→ Extracted text:
_ _ _ _

How To Get Over a Cheating Spouse

Did your spouse cheat but admits to being wrong about doing it now? Are you having a hard time moving forward with your spouse? Your spouse cheated yet you are the one still suffering and constantly thinking about it. I hope this post “How To Get Over a Cheating Spouse” can make a positive difference for you and can help diminish most of your pain for good.

 

Any type of affair whether its a sexual or an emotional affair can be an overbearing pain for you. It’s important to figure out a way you can quickly get past all the pain, get rid of the images you may have in your mind of your spouse having the affair and start feeling good enough about yourself again and understanding what exactly unconditional love is.

 

When a spouse cheats you tend to experience many different emotions such as embarrassment, shame, guilt, anger, sadness, and depression. Your feelings may go up and down, from loving to hating your spouse. You are probably wondering if the pain will ever go away. The good news is it is possible for the pain to go away but it will take a lot of time, sometimes years. It will take time for you to decide if you want to stay in the relationship. When you reach your decision, you can then move forward to start the process of your healing and growth.

_ _ _ _

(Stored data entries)
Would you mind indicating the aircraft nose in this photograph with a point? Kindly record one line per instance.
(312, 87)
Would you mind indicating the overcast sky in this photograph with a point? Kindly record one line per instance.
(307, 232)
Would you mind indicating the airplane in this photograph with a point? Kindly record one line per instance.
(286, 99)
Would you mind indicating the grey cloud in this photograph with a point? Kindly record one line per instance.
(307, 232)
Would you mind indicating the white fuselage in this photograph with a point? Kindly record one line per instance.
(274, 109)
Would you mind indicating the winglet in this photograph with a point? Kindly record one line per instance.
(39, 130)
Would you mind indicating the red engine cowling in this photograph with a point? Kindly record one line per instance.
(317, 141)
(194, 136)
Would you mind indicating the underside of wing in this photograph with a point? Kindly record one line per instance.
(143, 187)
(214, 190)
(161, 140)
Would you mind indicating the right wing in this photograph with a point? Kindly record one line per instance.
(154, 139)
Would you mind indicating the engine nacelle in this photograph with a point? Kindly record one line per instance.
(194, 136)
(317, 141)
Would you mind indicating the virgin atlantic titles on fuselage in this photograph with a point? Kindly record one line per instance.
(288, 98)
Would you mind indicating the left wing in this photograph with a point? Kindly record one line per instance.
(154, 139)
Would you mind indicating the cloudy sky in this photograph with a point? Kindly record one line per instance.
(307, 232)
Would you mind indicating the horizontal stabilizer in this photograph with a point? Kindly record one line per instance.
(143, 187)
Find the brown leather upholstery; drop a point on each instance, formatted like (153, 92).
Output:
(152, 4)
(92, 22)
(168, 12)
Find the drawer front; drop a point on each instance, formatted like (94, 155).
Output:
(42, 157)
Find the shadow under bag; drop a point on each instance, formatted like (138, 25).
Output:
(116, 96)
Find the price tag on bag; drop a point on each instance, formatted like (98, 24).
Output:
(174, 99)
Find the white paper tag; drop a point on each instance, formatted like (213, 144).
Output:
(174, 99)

_ _ _ _

→ Activity list:
1. Restate word for word the part of the cheating spouse text starting at "Any type of" and ending at "unconditional love is.".
2. Using the cheating spouse text, explain what must happen before the process of healing and growth can begin.

→ Results of the exercise:
1.
Any type of affair whether its a sexual or an emotional affair can be an overbearing pain for you. It’s important to figure out a way you can quickly get past all the pain, get rid of the images you may have in your mind of your spouse having the affair and start feeling good enough about yourself again and understanding what exactly unconditional love is.

2. The text says it takes time to decide whether you want to stay in the relationship. Once you reach that decision, you can move forward and start the process of your healing and growth.